> _What is required_
Write out every line of the records below as a numbered list, omitting blank lines.

> _Record list_

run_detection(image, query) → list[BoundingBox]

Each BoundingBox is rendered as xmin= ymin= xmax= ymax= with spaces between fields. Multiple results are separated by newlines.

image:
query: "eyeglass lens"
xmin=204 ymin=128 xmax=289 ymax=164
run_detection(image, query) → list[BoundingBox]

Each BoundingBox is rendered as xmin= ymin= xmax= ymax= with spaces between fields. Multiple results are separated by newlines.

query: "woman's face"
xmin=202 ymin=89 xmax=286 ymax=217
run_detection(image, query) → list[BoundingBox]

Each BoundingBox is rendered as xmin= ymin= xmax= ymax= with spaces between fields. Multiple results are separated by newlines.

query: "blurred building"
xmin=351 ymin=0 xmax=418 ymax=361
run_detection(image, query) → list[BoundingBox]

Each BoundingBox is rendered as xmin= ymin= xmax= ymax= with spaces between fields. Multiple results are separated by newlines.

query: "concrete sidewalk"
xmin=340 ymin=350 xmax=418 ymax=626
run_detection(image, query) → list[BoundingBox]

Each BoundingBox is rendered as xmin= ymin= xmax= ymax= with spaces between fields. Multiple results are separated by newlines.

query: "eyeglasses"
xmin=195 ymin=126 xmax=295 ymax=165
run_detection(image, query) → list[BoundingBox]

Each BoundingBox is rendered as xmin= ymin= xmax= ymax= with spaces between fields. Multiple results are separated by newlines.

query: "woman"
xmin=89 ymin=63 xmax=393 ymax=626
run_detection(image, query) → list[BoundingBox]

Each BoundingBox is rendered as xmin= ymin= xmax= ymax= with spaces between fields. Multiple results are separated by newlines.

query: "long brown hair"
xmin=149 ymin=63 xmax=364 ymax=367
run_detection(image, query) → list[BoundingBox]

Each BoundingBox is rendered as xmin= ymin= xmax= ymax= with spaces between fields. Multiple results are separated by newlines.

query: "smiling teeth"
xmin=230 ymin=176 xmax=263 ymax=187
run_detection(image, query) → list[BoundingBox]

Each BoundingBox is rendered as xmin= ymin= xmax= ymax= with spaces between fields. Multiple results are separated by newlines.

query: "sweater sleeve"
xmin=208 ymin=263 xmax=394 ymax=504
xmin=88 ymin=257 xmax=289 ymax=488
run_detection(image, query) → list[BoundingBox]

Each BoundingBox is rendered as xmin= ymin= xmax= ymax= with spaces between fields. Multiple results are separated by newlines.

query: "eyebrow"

> _Task solution_
1. run_detection(image, query) → list[BoundingBox]
2. Each BoundingBox is rendered as xmin= ymin= xmax= ymax= with spaces between fields. Multiple results are separated by newlines.
3. image:
4. query: "eyeglass lens"
5. xmin=204 ymin=128 xmax=289 ymax=164
6. run_detection(image, query) → list[BoundingBox]
7. Each BoundingBox is rendered as xmin= ymin= xmax= ymax= with spaces between fields. Multiple results are separated by newlines.
8. query: "woman's face"
9. xmin=202 ymin=89 xmax=286 ymax=217
10. run_detection(image, query) → list[BoundingBox]
11. Each BoundingBox is rendered as xmin= ymin= xmax= ymax= with spaces between fields. Multiple results are separated by newlines.
12. query: "blurred building"
13. xmin=351 ymin=0 xmax=418 ymax=361
14. run_detection(image, query) → list[BoundingBox]
15. Each BoundingBox is rendered as xmin= ymin= xmax= ymax= with spaces between fields. Multiple results are separated by newlines.
16. query: "concrete sidewalk"
17. xmin=340 ymin=350 xmax=418 ymax=626
18. run_detection(image, query) → list[BoundingBox]
19. Each BoundingBox is rendered as xmin= ymin= xmax= ymax= with spaces between fields. Multiple results are separated by newlines.
20. query: "eyeglasses"
21. xmin=195 ymin=126 xmax=295 ymax=165
22. run_detection(image, query) → list[BoundingBox]
23. Each BoundingBox is rendered as xmin= ymin= xmax= ymax= with spaces between fields. Multiple results are separated by newlines.
24. query: "woman"
25. xmin=89 ymin=63 xmax=393 ymax=626
26. run_detection(image, query) → list[BoundingBox]
27. Each BoundingBox is rendered as xmin= ymin= xmax= ymax= with spaces between fields. Multiple results are separated by newlines.
28. query: "long brown hair"
29. xmin=149 ymin=63 xmax=364 ymax=367
30. run_detection(image, query) → list[BoundingBox]
31. Each BoundingBox is rendered as xmin= ymin= xmax= ymax= with spaces between fields. Multiple results are separated by newlines.
32. query: "smiling teeth"
33. xmin=230 ymin=176 xmax=263 ymax=187
34. run_detection(image, query) → list[BoundingBox]
35. Each BoundingBox is rendered as xmin= ymin= xmax= ymax= with spaces between fields. Multiple results are separated by newlines.
36. query: "sweater sleeve"
37. xmin=208 ymin=263 xmax=394 ymax=504
38. xmin=88 ymin=257 xmax=289 ymax=488
39. run_detection(image, query) → list[BoundingBox]
40. Each BoundingBox is rendered as xmin= ymin= xmax= ymax= with spaces between fields. Multiple results are separated by newlines.
41. query: "eyebrow"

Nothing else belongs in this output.